▶ [WORK REQUEST] From the article on the abortion rate survey below, list every state named as having one of the lowest abortion rates.

▶ [PAGE EXTRACT]
___
The latest Guttmacher Institute survey finds the abortion rate in the United States has dropped to its lowest level since 1973, with the number of abortions declining by 13 percent between 2008 and 2011.
In addition, the report indicates the abortion rate fell to 16.9 abortions per 1,000 women of ages 15-44 in 2011, significantly below its height of 29.3 in 1981, and at its lowest point since 1973 when the rate was 16.3.
Interestingly, Guttmacher observes that the period of time studied in the report – 2008 to 2011 – predates the great surge in state abortion laws that have restricted late-term abortions and tightened health and safety standards in abortion clinics.
Furthermore, the report indicates that the total number of abortion providers declined by four percent to 1,720, between 2008 and 2011, and the number of abortion clinics fell by just one percent to 839.
According to Guttmacher, about 239,400 abortions via medication were performed in 2011, which is about 23 percent of all non-hospital abortions, and is an increase from 17 percent in 2008.
Rachel Jones, the study’s main author, said the drop in abortions was probably related to a sharp decline in overall pregnancy and birth rates.
“Contraceptive use improved during this period, as more women and couples were using highly effective long-acting reversible contraceptive methods,” Jones said. “Moreover, the recent recession led many women and couples to want to avoid or delay pregnancy and childbearing.”
However, Carol Tobias, president of the National Right to Life Committee, said the overall decline in abortions is evidence that the pro-life movement’s lobbying and legislative efforts were having an impact.
“It shows that women are rejecting the idea of abortion as the answer to an unexpected pregnancy,” she said.
Pro-life organization, Americans United for Life, said Guttmacher’s results should be viewed cautiously because they are based on voluntary self-reports from abortion providers.
A section of the new report, which will be published on Monday, acknowledges that the number of abortions may not be accurate.
“It is impossible really to know the true abortion rate,” said Charmaine Yoest, president of Americans United for Life.
Guttmacher found that the highest abortion rates were in New York, Maryland, Washington, D.C., Delaware, and New Jersey. The lowest rates were found in Wyoming, Mississippi, South Dakota, Kentucky, and Missouri.
___
▶ [SUPPLIED DATA]
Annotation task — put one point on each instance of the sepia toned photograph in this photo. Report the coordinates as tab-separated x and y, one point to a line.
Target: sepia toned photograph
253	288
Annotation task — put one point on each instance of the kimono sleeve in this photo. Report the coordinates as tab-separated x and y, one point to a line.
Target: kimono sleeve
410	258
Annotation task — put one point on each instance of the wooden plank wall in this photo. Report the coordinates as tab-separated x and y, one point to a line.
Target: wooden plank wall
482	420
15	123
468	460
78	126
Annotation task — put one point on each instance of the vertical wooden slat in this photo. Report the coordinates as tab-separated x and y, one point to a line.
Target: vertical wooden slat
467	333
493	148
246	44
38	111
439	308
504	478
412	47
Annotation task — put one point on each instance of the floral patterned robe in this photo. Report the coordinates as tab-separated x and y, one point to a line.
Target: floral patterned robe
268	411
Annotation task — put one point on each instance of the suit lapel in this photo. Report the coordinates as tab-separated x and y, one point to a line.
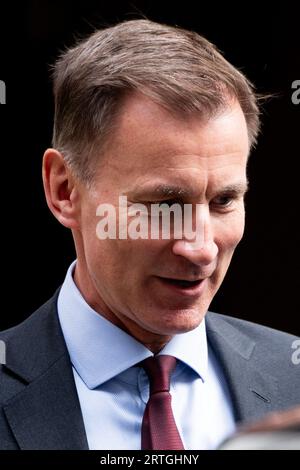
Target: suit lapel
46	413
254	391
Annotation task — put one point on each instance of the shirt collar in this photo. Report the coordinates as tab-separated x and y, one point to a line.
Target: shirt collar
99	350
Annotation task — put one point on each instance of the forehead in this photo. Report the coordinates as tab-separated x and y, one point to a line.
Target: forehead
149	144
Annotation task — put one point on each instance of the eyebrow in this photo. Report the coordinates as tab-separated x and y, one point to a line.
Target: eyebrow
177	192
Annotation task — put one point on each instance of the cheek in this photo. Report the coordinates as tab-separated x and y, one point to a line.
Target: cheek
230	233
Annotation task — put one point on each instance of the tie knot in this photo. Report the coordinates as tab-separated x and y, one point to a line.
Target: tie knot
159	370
___
▶ [EXERCISE RESULT] Wyoming, Mississippi, South Dakota, Kentucky, Missouri